● RECORDS FOR PROCESSING:
* * * * * * *

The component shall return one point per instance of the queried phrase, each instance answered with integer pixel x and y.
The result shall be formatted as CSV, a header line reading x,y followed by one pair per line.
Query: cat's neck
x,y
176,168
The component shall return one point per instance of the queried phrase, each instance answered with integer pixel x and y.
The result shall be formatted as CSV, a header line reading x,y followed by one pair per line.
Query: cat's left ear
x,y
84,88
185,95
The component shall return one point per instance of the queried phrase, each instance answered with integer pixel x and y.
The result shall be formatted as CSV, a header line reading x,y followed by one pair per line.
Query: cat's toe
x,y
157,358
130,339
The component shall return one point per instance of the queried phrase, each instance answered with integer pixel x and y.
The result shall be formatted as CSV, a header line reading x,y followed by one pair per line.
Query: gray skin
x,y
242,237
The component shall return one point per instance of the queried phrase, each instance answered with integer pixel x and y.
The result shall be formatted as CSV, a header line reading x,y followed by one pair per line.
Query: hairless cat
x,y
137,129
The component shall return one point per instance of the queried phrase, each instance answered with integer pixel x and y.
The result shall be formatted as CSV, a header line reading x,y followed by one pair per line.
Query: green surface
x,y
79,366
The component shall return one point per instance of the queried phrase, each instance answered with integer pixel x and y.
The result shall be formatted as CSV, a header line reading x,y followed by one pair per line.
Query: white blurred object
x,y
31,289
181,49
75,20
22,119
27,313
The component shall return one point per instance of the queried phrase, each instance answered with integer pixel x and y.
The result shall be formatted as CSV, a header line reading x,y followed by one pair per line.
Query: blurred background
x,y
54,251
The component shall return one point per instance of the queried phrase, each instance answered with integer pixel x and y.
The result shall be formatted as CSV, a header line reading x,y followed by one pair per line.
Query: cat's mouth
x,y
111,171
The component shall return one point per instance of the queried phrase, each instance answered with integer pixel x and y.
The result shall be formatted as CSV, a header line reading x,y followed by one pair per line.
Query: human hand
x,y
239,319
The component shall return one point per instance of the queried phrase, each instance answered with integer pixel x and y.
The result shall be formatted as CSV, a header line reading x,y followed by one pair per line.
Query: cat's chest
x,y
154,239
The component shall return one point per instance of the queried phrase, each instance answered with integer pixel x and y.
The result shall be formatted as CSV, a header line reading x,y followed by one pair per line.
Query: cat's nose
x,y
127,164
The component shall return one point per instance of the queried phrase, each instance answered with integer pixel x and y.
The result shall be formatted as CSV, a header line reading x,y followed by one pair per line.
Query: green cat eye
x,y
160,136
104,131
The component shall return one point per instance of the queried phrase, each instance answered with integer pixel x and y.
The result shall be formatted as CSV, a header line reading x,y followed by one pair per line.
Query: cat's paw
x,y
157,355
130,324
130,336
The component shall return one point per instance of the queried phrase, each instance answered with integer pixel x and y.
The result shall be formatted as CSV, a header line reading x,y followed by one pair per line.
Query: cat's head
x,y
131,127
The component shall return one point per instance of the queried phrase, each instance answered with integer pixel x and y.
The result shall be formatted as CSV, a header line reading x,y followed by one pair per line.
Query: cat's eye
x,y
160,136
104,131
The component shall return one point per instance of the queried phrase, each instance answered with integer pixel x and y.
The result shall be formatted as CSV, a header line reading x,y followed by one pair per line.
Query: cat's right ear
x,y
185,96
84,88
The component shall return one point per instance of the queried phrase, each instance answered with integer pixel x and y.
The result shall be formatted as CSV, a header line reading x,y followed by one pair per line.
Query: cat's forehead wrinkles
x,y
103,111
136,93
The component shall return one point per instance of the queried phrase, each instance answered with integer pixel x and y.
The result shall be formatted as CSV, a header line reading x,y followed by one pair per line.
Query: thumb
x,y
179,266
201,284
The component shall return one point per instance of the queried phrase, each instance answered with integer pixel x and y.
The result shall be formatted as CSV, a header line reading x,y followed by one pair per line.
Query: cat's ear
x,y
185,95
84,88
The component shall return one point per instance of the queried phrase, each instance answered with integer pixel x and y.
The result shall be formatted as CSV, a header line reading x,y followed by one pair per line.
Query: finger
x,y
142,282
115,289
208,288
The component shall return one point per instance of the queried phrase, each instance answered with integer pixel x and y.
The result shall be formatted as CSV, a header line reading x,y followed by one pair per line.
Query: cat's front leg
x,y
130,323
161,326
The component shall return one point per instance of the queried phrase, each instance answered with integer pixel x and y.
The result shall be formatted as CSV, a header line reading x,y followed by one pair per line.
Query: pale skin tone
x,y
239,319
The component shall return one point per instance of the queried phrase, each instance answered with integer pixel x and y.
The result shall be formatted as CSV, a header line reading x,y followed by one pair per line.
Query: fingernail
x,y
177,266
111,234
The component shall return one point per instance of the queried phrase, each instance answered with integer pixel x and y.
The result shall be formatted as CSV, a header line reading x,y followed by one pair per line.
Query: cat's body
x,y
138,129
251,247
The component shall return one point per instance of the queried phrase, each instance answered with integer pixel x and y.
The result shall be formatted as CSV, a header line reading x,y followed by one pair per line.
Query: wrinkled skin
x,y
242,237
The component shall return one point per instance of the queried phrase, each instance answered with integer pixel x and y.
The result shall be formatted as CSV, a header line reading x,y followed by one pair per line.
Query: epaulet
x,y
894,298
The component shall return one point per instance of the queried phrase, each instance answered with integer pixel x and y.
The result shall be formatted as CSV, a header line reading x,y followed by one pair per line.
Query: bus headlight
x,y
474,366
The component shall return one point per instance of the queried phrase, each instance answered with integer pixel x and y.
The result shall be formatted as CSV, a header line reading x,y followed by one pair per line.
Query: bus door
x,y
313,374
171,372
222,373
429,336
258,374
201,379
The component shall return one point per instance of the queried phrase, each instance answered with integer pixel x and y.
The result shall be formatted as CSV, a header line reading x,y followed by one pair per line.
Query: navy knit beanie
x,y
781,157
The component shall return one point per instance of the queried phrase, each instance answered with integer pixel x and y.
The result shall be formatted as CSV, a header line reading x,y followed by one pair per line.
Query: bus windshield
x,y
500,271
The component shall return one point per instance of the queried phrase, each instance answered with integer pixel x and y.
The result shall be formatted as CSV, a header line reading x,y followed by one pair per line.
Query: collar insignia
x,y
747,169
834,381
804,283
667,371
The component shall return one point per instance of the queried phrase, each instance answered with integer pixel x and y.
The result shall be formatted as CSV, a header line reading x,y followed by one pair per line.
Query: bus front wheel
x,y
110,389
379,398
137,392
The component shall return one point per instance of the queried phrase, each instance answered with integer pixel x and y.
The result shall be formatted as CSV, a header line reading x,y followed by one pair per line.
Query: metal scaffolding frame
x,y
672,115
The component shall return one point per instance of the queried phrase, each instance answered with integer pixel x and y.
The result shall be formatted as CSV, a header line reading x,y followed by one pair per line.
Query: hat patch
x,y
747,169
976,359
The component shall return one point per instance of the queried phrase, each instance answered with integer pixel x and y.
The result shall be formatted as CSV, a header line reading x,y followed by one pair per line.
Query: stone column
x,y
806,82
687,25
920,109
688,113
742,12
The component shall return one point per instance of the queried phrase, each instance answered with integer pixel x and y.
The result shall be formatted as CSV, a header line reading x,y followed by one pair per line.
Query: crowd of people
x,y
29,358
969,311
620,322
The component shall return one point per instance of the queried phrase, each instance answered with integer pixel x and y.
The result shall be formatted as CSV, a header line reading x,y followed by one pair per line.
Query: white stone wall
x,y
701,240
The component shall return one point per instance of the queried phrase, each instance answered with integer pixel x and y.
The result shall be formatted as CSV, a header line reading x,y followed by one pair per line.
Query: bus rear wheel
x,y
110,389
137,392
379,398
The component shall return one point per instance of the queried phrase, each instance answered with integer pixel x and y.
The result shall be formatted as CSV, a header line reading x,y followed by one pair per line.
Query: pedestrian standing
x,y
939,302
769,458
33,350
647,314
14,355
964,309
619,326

* * * * * * *

● PROBLEM DESCRIPTION: Reproduce the material above, every line of it, exactly.

● RESPONSE:
The component shall return one point per instance of the queried phrase, each instance answered with integer pixel x and y.
The result shall be formatted as CSV, a header line reading x,y followed by one pair per line.
Query: cat's neck
x,y
176,168
The component shall return one point per instance of the queried phrase, each instance answered with integer pixel x and y.
The result shall be formatted as CSV, a header line reading x,y followed by one pair per line.
Query: cat's left ear
x,y
84,88
185,95
The component shall return one point per instance of the queried phrase, each instance answered with integer pixel x and y.
The result shall be formatted as CSV, a header line reading x,y followed by one pair per line.
Query: cat's toe
x,y
157,358
130,339
The component shall return one point per instance of the queried phrase, each instance answered with integer pixel x and y.
The result shall be formatted as CSV, a header line reading x,y followed by one pair per line.
Query: gray skin
x,y
242,237
The component shall return one point per instance of the queried phrase, each instance answered with integer pixel x and y.
The result shall be formatted as CSV, a header line reading x,y followed by one pair per line.
Query: hairless cat
x,y
137,129
The component shall return one point per instance of the queried phrase, each instance answered with integer pixel x and y.
The result shall be formatted as CSV, a header line reading x,y followed by one pair per line.
Query: green surface
x,y
79,366
The component shall return one point per instance of the queried phrase, each instance answered with integer pixel x and y.
The result shall be formatted as CSV, a header line reading x,y followed by one pair per line.
Query: white blurred object
x,y
31,289
181,49
75,20
22,119
27,313
The component shall return one point per instance of the queried phrase, each instance answered with integer pixel x and y.
The result shall be formatted as CSV, a header line reading x,y followed by one pair per line.
Query: blurred background
x,y
54,251
The component shall return one point per instance of the queried phrase, each instance answered with integer pixel x and y.
The result shall be formatted as CSV, a header line reading x,y followed by one pair per line.
Query: cat's mouth
x,y
111,171
The component shall return one point per instance of the queried phrase, each instance answered with integer pixel x and y.
The result shall be formatted as CSV, a header line reading x,y followed by one pair per line.
Query: human hand
x,y
239,319
The component shall return one point per instance of the queried phrase, each instance answered with integer pixel x and y.
The result shall be formatted as CSV, a header line reading x,y followed by one pair per line.
Query: cat's chest
x,y
154,239
The component shall return one point per instance of the queried phrase, each instance answered with integer pixel x and y.
The result shall be formatted as CSV, a header line reading x,y followed by one pair per line.
Query: cat's nose
x,y
127,164
The component shall return one point per instance of the queried phrase, each instance answered with integer pixel x and y.
The result shall be formatted as CSV, a header line reading x,y followed by one pair per line.
Query: green cat eye
x,y
160,136
104,131
The component shall return one point per instance of the queried phrase, each instance answered with integer pixel x and y.
The result shall be formatted as CSV, a header line reading x,y followed by one pair per line.
Query: cat's paw
x,y
157,355
130,324
130,336
The component shall return one point per instance of the queried phrase, each instance answered with integer pixel x and y.
The result shall be formatted as CSV, a header line reading x,y followed by one pair per line.
Query: cat's head
x,y
131,127
The component shall return one point per instance of the queried phrase, each instance answered with integer pixel x and y.
The result shall be formatted as CSV, a header line reading x,y followed by one pair per line.
Query: cat's eye
x,y
160,136
104,131
The component shall return one point per instance of the queried phrase, each instance answered with integer pixel x and y.
The result shall be formatted as CSV, a header line reading x,y followed by one pair per line.
Query: cat's right ear
x,y
185,96
84,88
The component shall return one point per instance of the queried phrase, each instance answered with integer pixel x and y.
The result shall be formatted as CSV, a header line reading x,y followed by one pair per line.
Query: cat's forehead wrinkles
x,y
103,111
136,93
The component shall return one point per instance of the queried phrase, each instance answered with integer pixel x and y.
The result shall be formatted as CSV, a header line reading x,y followed by one pair per line.
Query: thumb
x,y
179,266
201,284
The component shall return one point per instance of the queried phrase, each instance answered with integer pixel x and y.
The result shall be formatted as CSV, a header line reading x,y followed by one pair per line.
Query: cat's ear
x,y
185,95
84,88
The component shall return one point per instance of the queried phrase, each instance answered with integer pixel x and y.
The result shall be formatted as CSV, a header line reading x,y followed by one pair per line.
Query: finger
x,y
142,282
115,289
208,288
The component shall return one point per instance of the queried phrase, each instance answered with integer pixel x and y.
The result shall be formatted as CSV, a header line reading x,y followed by one pair per line.
Query: cat's front leg
x,y
130,323
161,326
The component shall return one point per instance of the queried phrase, each instance answered with integer pixel x and y.
The result shall be formatted as CSV, a header line reading x,y followed by one pair per line.
Query: pale skin tone
x,y
239,319
The component shall return one point per instance of the queried phrase, each instance answered with integer pixel x and y.
The result shall be formatted as CSV, a header line reading x,y followed by one pair per line.
Query: fingernail
x,y
177,266
111,234
The component shall return one point per instance of the queried phrase, each instance answered with integer pixel x and y.
The result shall be formatted as CSV, a header line reading x,y followed by one pair per line.
Query: cat's body
x,y
138,129
251,247
The component shall return one point per instance of the queried phrase, each instance answered with integer pixel x and y.
The result shall be formatted as CSV, a header line reading x,y followed by one pair per line.
Query: wrinkled skin
x,y
242,237
The component shall return one point per instance of the queried phrase, each instance answered with integer pixel x and y.
The result shall be formatted as CSV, a header line reading x,y followed by one pair per line.
Query: epaulet
x,y
894,298
The component shall return one point per instance of the queried phrase, each instance answered with integer pixel x and y.
The result shall be formatted as CSV, a header line reading x,y followed by one pair per line.
Query: bus headlight
x,y
474,366
The component shall return one point per instance of the queried phrase, each instance answered with integer pixel x and y.
The result shall be formatted as CSV, a header line reading x,y followed by one pair per line.
Query: bus door
x,y
313,374
171,372
222,373
429,336
258,374
201,379
The component shall return one point per instance of the queried phrase, each instance answered with integer pixel x and y.
The result shall be formatted as CSV, a header line reading x,y followed by one pair per line.
Query: navy knit beanie
x,y
781,157
The component shall return one point per instance of the queried phrase, each instance answered with integer pixel x and y.
The result shall be formatted as CSV, a header line reading x,y followed by one pair per line.
Query: bus windshield
x,y
500,271
The component shall return one point per instance of the queried phrase, each instance answered with integer pixel x and y.
The result shall be formatted as CSV, a header line reading x,y followed by one pair per line.
Query: collar insignia
x,y
747,169
834,381
804,283
667,371
The component shall return one point per instance of the queried phrase, each instance answered with integer pixel x and y.
The result shall be formatted as CSV, a header line reading x,y followed by one pair per line.
Query: bus front wheel
x,y
110,389
379,398
137,392
The component shall return one point per instance of the queried phrase, each instance answered with integer pixel x and y.
The result shall be formatted as CSV, a header line reading x,y followed by one pair per line.
Query: metal scaffolding frame
x,y
672,115
The component shall return one point per instance of the queried phrase, each instance answered with integer pixel x and y.
The result shall be formatted as CSV, a header line reading x,y followed by one pair per line.
Query: hat patch
x,y
747,169
976,359
The component shall return one point per instance of the queried phrase, each instance answered with integer pixel x and y.
The result shall be formatted as CSV, a header line reading x,y followed by one pair per line.
Query: stone column
x,y
806,82
687,25
920,109
688,113
742,12
The component shall return one point per instance of the queried phrase, each instance answered with integer pixel x and y.
The result shall be formatted as CSV, a header line reading x,y followed by one pair per line.
Query: crowd of people
x,y
29,358
969,311
620,322
The component shall return one point per instance of the queried phrase, each instance answered with integer pixel x and y.
The result shall be formatted as CSV, a header line reading x,y followed by one pair per line.
Query: white stone wall
x,y
701,240
The component shall return one point per instance of the queried phrase, each instance answered with integer pixel x and y.
The result shall be formatted as CSV, a header line reading x,y followed by one pair per line.
Query: bus rear wheel
x,y
110,389
137,392
379,398
The component shall return one point per instance of the queried phrase, each instance answered with integer pixel x and y.
The result shall be formatted as CSV, a header line reading x,y followed by one pair per line.
Query: pedestrian standing
x,y
939,302
769,458
33,350
647,314
14,355
964,309
619,326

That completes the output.